Starting at the beginning of the data and stopping after the line that contains "point(13, 280)", reproduce every line, multiplying each point coordinate in the answers by 0.95 and rounding to whole numbers with halves rounded up, while leaving all other lines unchanged. Leave the pictures out.

———

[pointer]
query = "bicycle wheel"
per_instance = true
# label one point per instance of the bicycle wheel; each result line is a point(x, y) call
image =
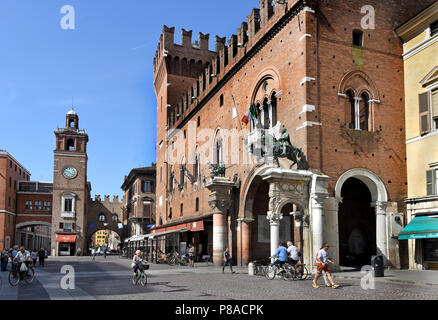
point(271, 271)
point(144, 279)
point(30, 275)
point(289, 273)
point(301, 272)
point(13, 280)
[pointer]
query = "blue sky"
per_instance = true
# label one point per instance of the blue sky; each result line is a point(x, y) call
point(105, 64)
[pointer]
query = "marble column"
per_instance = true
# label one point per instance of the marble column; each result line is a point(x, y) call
point(317, 207)
point(381, 242)
point(244, 241)
point(274, 222)
point(219, 201)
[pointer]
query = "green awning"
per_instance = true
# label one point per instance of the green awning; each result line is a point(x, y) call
point(421, 227)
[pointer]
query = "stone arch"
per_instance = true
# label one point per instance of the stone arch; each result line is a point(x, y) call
point(248, 190)
point(33, 223)
point(265, 75)
point(358, 81)
point(369, 178)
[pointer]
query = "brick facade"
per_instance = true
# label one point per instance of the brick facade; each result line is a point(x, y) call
point(304, 53)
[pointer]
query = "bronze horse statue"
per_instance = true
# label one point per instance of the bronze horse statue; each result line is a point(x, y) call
point(296, 155)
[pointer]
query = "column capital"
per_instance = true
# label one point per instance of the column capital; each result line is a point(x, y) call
point(318, 199)
point(380, 207)
point(219, 205)
point(274, 218)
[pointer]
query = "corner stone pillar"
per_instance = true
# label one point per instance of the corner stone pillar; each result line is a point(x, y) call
point(244, 241)
point(381, 242)
point(219, 201)
point(317, 205)
point(274, 222)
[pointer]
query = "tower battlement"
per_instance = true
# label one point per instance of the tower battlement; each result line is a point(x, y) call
point(205, 67)
point(98, 198)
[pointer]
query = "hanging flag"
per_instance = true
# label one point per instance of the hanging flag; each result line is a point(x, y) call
point(246, 117)
point(188, 175)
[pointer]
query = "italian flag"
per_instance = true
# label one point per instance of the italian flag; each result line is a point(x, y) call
point(250, 115)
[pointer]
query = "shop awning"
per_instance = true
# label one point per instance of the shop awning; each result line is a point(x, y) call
point(421, 227)
point(159, 234)
point(66, 238)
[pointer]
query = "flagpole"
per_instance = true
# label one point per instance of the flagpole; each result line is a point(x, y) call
point(237, 112)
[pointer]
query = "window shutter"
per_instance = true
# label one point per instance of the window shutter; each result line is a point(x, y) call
point(424, 113)
point(435, 103)
point(430, 181)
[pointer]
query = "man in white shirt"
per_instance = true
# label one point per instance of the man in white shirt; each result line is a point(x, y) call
point(292, 252)
point(322, 261)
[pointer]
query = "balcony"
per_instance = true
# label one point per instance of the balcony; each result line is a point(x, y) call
point(258, 140)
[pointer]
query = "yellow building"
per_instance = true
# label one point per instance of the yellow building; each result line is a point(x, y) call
point(420, 45)
point(101, 238)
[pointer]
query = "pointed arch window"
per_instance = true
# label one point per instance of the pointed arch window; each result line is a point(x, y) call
point(364, 111)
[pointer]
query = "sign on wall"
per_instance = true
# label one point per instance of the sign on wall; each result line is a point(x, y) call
point(264, 233)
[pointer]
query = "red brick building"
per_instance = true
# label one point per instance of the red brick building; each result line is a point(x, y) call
point(330, 73)
point(11, 173)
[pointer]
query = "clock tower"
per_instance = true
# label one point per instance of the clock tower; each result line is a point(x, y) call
point(70, 188)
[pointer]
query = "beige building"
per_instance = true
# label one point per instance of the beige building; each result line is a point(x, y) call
point(420, 46)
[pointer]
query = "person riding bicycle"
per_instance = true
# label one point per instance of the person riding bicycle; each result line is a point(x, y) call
point(293, 254)
point(282, 257)
point(22, 256)
point(137, 260)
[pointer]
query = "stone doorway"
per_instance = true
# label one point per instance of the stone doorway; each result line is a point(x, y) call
point(357, 225)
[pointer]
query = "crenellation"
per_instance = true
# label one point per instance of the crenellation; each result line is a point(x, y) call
point(253, 23)
point(220, 43)
point(203, 41)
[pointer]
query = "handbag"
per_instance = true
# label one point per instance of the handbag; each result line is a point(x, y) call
point(23, 267)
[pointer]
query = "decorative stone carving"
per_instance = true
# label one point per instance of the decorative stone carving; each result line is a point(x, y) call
point(274, 218)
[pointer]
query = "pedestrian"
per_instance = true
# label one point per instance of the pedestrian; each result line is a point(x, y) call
point(34, 257)
point(227, 261)
point(4, 260)
point(322, 261)
point(282, 257)
point(41, 256)
point(191, 256)
point(293, 254)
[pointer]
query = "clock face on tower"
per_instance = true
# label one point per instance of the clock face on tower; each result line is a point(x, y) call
point(69, 172)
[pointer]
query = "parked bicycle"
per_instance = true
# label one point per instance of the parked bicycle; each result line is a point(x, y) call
point(15, 275)
point(260, 266)
point(141, 275)
point(176, 259)
point(287, 271)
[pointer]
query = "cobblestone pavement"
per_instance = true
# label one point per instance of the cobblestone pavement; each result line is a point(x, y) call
point(110, 279)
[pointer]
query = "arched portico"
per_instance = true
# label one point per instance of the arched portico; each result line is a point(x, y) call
point(379, 201)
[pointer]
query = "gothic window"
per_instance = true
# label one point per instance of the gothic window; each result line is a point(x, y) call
point(364, 107)
point(70, 145)
point(218, 156)
point(68, 204)
point(350, 110)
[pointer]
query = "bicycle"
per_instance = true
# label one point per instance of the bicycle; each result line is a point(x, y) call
point(288, 272)
point(15, 275)
point(140, 275)
point(260, 266)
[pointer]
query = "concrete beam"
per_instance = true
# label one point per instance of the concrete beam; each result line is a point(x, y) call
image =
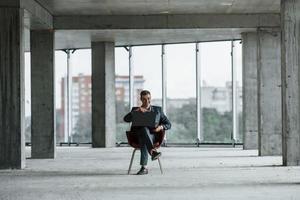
point(291, 81)
point(250, 125)
point(167, 21)
point(269, 93)
point(42, 94)
point(12, 89)
point(40, 18)
point(103, 94)
point(36, 16)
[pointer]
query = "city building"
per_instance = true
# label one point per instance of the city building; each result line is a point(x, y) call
point(81, 96)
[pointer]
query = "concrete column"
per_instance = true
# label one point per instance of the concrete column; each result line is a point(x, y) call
point(42, 94)
point(290, 19)
point(250, 138)
point(12, 88)
point(269, 93)
point(103, 95)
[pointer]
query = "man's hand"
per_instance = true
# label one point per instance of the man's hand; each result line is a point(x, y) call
point(158, 129)
point(141, 109)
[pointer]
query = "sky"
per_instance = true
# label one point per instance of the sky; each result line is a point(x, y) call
point(215, 64)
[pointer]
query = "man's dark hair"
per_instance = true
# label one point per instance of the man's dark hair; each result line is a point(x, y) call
point(144, 92)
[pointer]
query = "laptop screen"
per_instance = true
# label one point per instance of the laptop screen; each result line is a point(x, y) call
point(148, 119)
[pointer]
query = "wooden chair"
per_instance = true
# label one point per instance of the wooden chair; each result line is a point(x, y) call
point(134, 142)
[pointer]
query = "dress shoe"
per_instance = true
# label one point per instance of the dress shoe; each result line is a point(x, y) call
point(143, 171)
point(155, 155)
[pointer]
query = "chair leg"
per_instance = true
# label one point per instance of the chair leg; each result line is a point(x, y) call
point(131, 160)
point(161, 171)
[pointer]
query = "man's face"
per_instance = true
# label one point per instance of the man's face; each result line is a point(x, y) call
point(146, 100)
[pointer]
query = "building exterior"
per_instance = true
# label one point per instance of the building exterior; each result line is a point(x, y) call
point(219, 98)
point(82, 94)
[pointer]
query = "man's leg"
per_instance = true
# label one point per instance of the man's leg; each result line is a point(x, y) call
point(146, 143)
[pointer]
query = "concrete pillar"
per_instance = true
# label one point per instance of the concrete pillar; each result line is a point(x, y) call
point(290, 19)
point(250, 138)
point(269, 93)
point(103, 95)
point(12, 88)
point(42, 94)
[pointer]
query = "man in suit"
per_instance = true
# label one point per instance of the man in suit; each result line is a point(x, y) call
point(147, 135)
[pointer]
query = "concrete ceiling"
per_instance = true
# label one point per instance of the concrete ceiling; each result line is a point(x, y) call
point(82, 38)
point(146, 7)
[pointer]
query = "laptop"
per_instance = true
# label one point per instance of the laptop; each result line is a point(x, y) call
point(148, 119)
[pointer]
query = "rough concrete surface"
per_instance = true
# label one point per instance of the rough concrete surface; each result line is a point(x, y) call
point(189, 173)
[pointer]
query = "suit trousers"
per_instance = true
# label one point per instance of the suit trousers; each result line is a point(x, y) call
point(146, 139)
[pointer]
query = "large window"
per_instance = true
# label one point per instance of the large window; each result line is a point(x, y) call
point(80, 119)
point(216, 91)
point(27, 98)
point(239, 85)
point(122, 91)
point(181, 93)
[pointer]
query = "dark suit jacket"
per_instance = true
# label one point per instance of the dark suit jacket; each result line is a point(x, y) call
point(163, 120)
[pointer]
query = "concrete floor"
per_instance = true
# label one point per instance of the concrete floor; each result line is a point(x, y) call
point(190, 173)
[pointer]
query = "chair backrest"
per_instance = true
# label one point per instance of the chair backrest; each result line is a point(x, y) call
point(134, 142)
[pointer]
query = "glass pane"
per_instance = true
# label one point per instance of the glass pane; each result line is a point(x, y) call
point(239, 98)
point(181, 93)
point(122, 92)
point(148, 73)
point(60, 71)
point(216, 98)
point(27, 98)
point(81, 96)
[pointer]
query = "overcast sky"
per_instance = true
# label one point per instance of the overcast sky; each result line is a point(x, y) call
point(180, 59)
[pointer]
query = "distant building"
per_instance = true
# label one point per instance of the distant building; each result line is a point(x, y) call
point(219, 98)
point(82, 94)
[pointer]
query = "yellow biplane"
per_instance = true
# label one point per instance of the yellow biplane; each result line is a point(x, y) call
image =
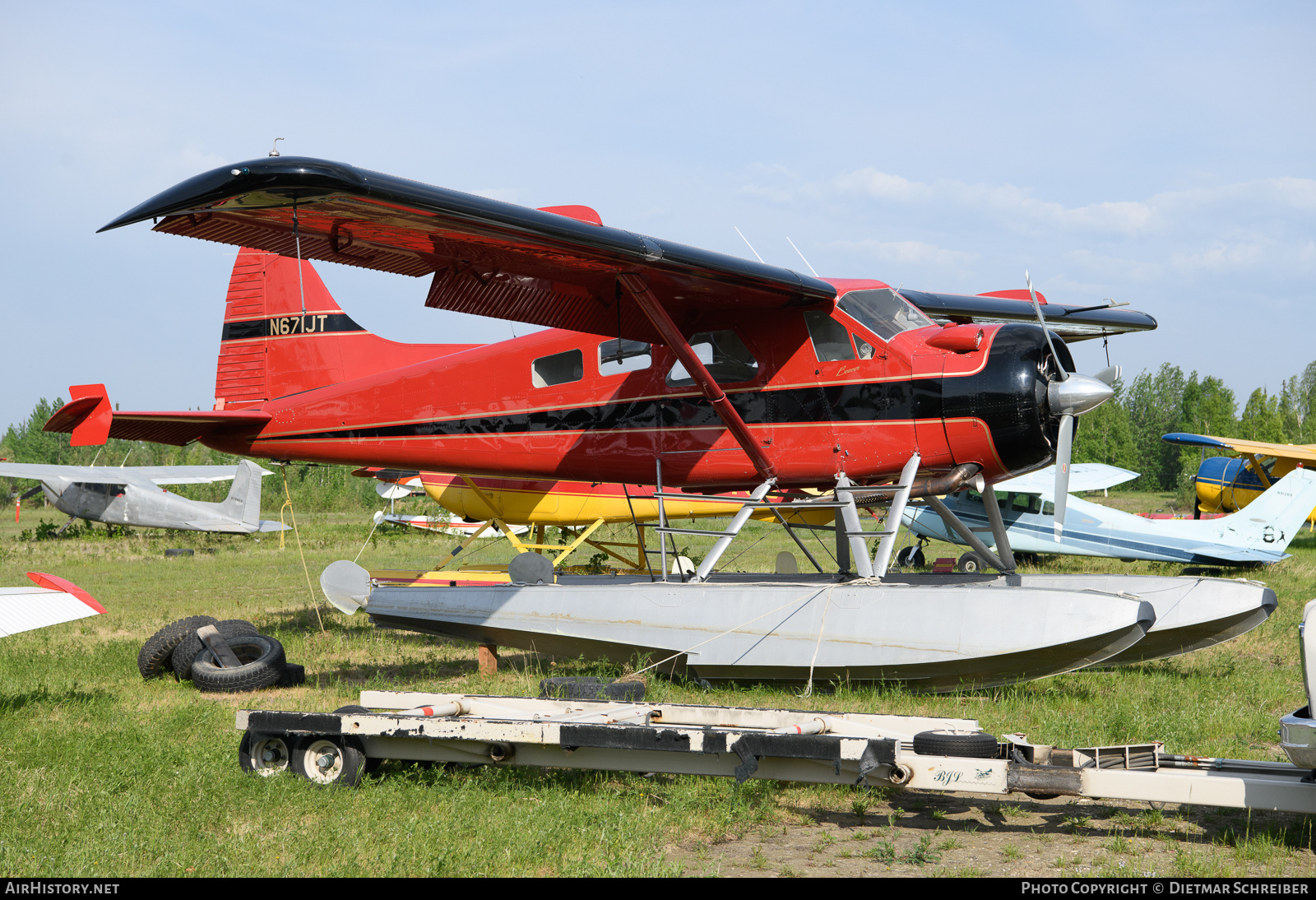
point(1230, 483)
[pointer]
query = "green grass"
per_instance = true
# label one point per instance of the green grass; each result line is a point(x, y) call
point(104, 774)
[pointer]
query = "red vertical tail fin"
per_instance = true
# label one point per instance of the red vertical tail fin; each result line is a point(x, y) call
point(285, 335)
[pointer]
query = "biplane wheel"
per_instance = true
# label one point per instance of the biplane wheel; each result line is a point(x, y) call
point(155, 658)
point(971, 564)
point(329, 759)
point(265, 757)
point(975, 745)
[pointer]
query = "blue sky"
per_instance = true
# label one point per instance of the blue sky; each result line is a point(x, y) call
point(1161, 157)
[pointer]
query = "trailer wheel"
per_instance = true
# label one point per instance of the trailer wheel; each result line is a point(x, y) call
point(262, 666)
point(190, 647)
point(373, 763)
point(265, 755)
point(971, 564)
point(329, 759)
point(155, 658)
point(977, 745)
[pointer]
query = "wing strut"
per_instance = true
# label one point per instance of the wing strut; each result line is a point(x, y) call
point(671, 336)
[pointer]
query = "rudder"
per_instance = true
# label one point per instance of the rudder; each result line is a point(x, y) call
point(283, 336)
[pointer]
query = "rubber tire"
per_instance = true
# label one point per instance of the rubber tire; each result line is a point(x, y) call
point(250, 757)
point(911, 558)
point(155, 658)
point(971, 564)
point(190, 647)
point(348, 768)
point(263, 663)
point(294, 675)
point(975, 745)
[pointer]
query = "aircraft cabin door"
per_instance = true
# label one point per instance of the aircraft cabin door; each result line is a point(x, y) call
point(929, 424)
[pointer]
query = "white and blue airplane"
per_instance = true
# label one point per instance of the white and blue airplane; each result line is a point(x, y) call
point(1257, 535)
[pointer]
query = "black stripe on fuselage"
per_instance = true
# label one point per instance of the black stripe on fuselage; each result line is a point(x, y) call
point(287, 325)
point(852, 403)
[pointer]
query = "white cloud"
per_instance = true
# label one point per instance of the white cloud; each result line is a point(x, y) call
point(914, 253)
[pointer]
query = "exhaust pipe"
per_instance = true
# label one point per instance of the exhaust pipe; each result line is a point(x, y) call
point(928, 487)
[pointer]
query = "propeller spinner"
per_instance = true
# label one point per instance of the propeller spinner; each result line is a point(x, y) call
point(1069, 395)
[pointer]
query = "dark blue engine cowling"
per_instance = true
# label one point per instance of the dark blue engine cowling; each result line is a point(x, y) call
point(1010, 397)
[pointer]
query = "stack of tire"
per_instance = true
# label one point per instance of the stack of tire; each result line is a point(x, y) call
point(178, 649)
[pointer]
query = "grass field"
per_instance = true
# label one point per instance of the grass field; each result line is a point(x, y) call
point(103, 774)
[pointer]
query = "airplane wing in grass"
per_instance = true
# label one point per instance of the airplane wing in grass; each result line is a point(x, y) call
point(1304, 452)
point(54, 601)
point(123, 474)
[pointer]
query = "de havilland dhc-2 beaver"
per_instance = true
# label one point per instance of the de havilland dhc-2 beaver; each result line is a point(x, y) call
point(673, 366)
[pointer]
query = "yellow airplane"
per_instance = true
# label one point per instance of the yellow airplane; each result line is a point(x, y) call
point(1230, 483)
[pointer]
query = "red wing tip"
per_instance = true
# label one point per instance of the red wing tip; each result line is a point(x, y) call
point(56, 583)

———

• **Correct result**
[pointer]
query = "bicycle wheel"
per_instance = true
# label one point per instance of the bicycle wheel; each result line is a point(x, y) call
image =
point(257, 257)
point(137, 265)
point(29, 261)
point(275, 259)
point(286, 258)
point(12, 266)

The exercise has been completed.